ARTICLE
** begin **
Israeli Interior Minister Ayelet Shaked gives a statement at the Knesset (Parliament) in Jerusalem on July 5, 2021. (AFP)
  • Officials will find new ways to stop residency, citizenship through marriage for Palestinians: Experts

AMMAN: Israel’s Knesset early on Tuesday failed to renew a temporary law that bars Arab citizens from extending citizenship or residency rights to spouses from the occupied West Bank and Gaza.

The 59-59 vote in parliament marked a major setback for Israeli Prime Minister Naftali Bennett.

The Citizenship and Entry into Israel Law was enacted as a temporary measure in 2003, at the height of the Second Intifada.

Bennett had hoped to find a compromise between hard line and moderate factions within his coalition. But he suffered a stinging defeat in a vote he reportedly described as “a referendum on the new government.”

The law is now set to expire at midnight on Tuesday.

However, experts warm that Israeli security officials will find new ways of keeping Palestinians from obtaining residency or citizenship through marriage.

Jafar Farah, head of the Mossawa Center in Haifa, told Arab News that the defeat of the law came as a result of “advocacy, protests by families and hard work by many.”

Farah said: “We and the affected families organized dozens of meetings with parliamentarians, the media and other groups to explain the difficulties that married families have to go through to be together.”

He called on parliamentarians to “continue the struggle” until an appropriate family reunification law is enacted.

“The Israeli policy allows any Jew in the world to get permanent citizenship once they arrive at the airport, while at the same time, it perpetuates the division of Palestinian families using security and demographics excuses,” Farah said.

Um Yasmin, a Palestinian mother from Jerusalem who married a Palestinian from Bethlehem, told Arab News that she hopes that the absence of the law will help her family lead a normal life.
** end **
DATA PROVIDED
** begin **
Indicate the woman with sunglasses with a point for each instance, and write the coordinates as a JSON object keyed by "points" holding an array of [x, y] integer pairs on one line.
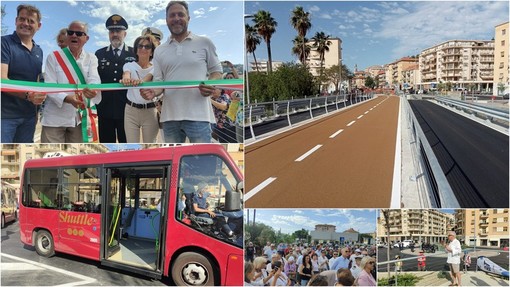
{"points": [[365, 278], [140, 114]]}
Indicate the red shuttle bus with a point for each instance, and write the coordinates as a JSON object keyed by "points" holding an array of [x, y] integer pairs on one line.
{"points": [[133, 210]]}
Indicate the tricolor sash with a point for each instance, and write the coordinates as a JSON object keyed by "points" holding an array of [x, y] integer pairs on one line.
{"points": [[88, 114]]}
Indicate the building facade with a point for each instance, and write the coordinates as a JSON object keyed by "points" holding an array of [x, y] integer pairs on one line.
{"points": [[463, 63], [483, 227], [501, 60], [420, 225]]}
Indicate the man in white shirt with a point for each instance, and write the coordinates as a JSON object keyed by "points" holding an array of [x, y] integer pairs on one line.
{"points": [[454, 250], [186, 113], [61, 122]]}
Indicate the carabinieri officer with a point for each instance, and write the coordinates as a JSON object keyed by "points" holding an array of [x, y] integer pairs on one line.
{"points": [[111, 60]]}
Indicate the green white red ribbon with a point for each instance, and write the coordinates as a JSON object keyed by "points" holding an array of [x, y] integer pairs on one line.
{"points": [[88, 113], [24, 86]]}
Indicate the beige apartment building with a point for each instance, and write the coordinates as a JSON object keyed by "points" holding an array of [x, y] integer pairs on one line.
{"points": [[482, 227], [14, 156], [464, 63], [262, 66], [420, 225], [501, 59], [395, 72]]}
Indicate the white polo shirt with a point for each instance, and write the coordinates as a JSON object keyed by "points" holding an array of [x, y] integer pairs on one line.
{"points": [[193, 59]]}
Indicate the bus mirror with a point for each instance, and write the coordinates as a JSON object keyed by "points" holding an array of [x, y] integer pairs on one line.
{"points": [[240, 187], [232, 201]]}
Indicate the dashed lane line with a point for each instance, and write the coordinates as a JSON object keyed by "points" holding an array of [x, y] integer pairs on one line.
{"points": [[83, 279], [335, 134], [259, 188], [309, 152]]}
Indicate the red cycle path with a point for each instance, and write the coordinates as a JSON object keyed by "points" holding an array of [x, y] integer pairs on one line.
{"points": [[351, 168]]}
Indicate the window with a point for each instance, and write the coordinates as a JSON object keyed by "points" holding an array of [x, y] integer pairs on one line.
{"points": [[207, 182], [73, 189], [41, 187], [80, 190]]}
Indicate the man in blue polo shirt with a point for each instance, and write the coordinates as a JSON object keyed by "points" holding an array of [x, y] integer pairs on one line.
{"points": [[21, 60]]}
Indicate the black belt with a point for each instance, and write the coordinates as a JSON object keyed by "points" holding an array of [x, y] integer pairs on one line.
{"points": [[142, 106]]}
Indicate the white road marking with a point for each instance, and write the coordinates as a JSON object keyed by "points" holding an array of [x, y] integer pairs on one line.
{"points": [[258, 188], [335, 134], [84, 279], [308, 153], [395, 193], [16, 266]]}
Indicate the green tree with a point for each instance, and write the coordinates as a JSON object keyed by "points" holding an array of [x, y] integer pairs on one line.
{"points": [[321, 43], [300, 48], [369, 82], [300, 20], [302, 234], [266, 26], [252, 40], [289, 81]]}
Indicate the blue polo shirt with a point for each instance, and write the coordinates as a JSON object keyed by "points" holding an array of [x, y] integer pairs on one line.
{"points": [[24, 65]]}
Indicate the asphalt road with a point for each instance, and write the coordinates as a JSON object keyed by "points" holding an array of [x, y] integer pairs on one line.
{"points": [[343, 160], [435, 261], [473, 157], [22, 266]]}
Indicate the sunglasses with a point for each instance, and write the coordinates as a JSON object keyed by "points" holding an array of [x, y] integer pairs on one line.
{"points": [[146, 47], [78, 33]]}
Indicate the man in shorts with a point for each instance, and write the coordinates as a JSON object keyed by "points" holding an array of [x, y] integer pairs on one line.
{"points": [[454, 251]]}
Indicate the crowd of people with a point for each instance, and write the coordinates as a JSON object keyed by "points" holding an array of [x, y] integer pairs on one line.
{"points": [[326, 264], [197, 115]]}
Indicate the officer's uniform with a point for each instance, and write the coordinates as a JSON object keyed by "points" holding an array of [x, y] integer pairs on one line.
{"points": [[111, 109]]}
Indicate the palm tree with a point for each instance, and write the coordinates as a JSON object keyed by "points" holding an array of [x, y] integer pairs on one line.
{"points": [[300, 20], [321, 43], [300, 48], [266, 26], [252, 41]]}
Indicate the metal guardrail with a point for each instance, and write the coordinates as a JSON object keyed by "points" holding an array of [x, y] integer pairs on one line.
{"points": [[442, 194], [260, 112], [490, 113]]}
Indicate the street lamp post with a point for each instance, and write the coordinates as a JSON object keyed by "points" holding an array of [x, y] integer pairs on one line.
{"points": [[246, 68]]}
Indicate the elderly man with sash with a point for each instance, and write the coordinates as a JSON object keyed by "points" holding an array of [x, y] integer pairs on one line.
{"points": [[71, 117]]}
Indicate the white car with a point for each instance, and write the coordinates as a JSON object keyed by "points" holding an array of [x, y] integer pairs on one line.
{"points": [[405, 244]]}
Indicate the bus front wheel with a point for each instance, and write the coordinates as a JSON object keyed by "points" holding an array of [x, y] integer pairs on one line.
{"points": [[44, 244], [192, 269]]}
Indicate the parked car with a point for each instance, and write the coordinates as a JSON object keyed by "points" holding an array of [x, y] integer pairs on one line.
{"points": [[405, 243]]}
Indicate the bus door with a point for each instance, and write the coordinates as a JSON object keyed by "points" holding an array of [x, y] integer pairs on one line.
{"points": [[135, 217]]}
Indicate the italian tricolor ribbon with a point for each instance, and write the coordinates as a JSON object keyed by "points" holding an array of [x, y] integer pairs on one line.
{"points": [[24, 86], [88, 113]]}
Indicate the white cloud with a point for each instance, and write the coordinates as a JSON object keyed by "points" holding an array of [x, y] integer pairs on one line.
{"points": [[314, 8], [431, 23]]}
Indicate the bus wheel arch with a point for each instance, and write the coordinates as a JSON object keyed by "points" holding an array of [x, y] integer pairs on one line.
{"points": [[44, 243], [195, 268]]}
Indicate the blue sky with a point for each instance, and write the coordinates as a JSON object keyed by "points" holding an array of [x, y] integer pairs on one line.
{"points": [[378, 33], [290, 220], [222, 21]]}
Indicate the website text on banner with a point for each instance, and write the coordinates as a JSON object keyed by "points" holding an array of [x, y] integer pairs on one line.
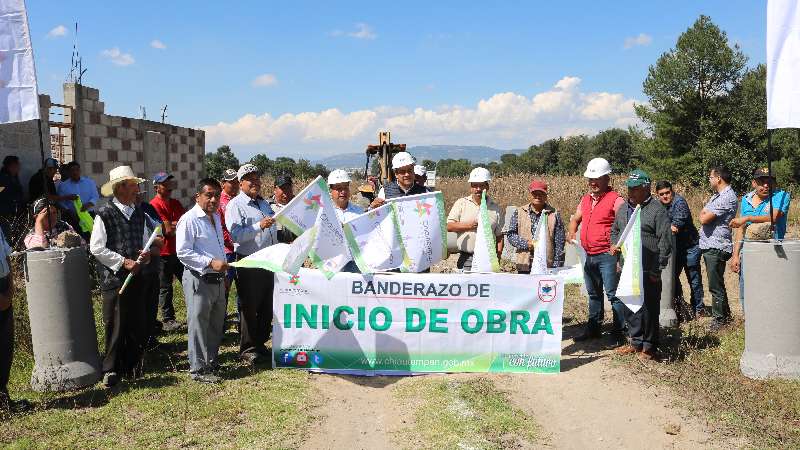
{"points": [[417, 323]]}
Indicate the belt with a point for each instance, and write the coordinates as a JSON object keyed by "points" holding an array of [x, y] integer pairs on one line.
{"points": [[211, 278]]}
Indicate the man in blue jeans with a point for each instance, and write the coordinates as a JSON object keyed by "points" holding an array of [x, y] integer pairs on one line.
{"points": [[595, 215], [687, 258]]}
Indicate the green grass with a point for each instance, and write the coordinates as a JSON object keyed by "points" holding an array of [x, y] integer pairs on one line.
{"points": [[463, 412], [165, 408]]}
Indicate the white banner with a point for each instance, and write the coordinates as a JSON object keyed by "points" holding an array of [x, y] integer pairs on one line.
{"points": [[19, 96], [484, 259], [783, 64], [397, 324], [423, 229], [374, 240], [630, 289]]}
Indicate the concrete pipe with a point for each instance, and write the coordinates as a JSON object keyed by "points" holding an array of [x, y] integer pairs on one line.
{"points": [[62, 322], [771, 310], [667, 316]]}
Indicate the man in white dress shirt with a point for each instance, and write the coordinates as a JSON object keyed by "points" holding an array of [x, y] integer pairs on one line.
{"points": [[117, 241], [200, 246]]}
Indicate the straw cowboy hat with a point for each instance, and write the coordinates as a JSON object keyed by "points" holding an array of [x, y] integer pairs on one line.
{"points": [[118, 175]]}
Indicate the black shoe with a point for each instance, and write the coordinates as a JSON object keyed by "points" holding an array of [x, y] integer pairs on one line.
{"points": [[587, 335], [110, 379]]}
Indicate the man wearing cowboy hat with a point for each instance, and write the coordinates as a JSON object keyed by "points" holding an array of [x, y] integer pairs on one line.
{"points": [[117, 241]]}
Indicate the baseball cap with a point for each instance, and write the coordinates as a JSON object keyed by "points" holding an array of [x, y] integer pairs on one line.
{"points": [[762, 172], [637, 177], [402, 159], [161, 177], [283, 180], [229, 175], [245, 170], [537, 185]]}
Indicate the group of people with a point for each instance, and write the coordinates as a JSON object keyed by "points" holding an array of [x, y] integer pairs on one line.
{"points": [[230, 220]]}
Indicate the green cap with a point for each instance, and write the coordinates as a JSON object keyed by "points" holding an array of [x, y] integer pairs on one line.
{"points": [[637, 177]]}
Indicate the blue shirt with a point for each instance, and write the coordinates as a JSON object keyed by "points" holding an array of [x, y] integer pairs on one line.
{"points": [[85, 188], [717, 234], [780, 202], [242, 217]]}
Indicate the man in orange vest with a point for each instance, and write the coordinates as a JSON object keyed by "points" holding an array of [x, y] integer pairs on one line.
{"points": [[596, 214]]}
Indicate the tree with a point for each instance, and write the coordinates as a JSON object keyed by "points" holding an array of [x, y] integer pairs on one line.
{"points": [[687, 89], [216, 163]]}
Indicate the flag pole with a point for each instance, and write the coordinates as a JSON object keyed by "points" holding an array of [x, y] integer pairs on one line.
{"points": [[769, 172]]}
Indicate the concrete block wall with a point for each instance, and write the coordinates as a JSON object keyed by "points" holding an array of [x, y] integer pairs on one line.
** end **
GIVEN TASK A
Could you extract the part of the Knesset article that begins at the words "The 59-59 vote" and stops after the words "the Second Intifada.", copied word for word?
GIVEN TASK B
Based on the Knesset article:
(i) What was the vote count in parliament?
(ii) In what year was the Citizenship and Entry into Israel Law enacted?
(iii) Who heads the Mossawa Center in Haifa?
The material placed after the article was drawn from a separate source.

CORRECT RESULT A
The 59-59 vote in parliament marked a major setback for Israeli Prime Minister Naftali Bennett.

The Citizenship and Entry into Israel Law was enacted as a temporary measure in 2003, at the height of the Second Intifada.

CORRECT RESULT B
(i) 59-59
(ii) 2003
(iii) Jafar Farah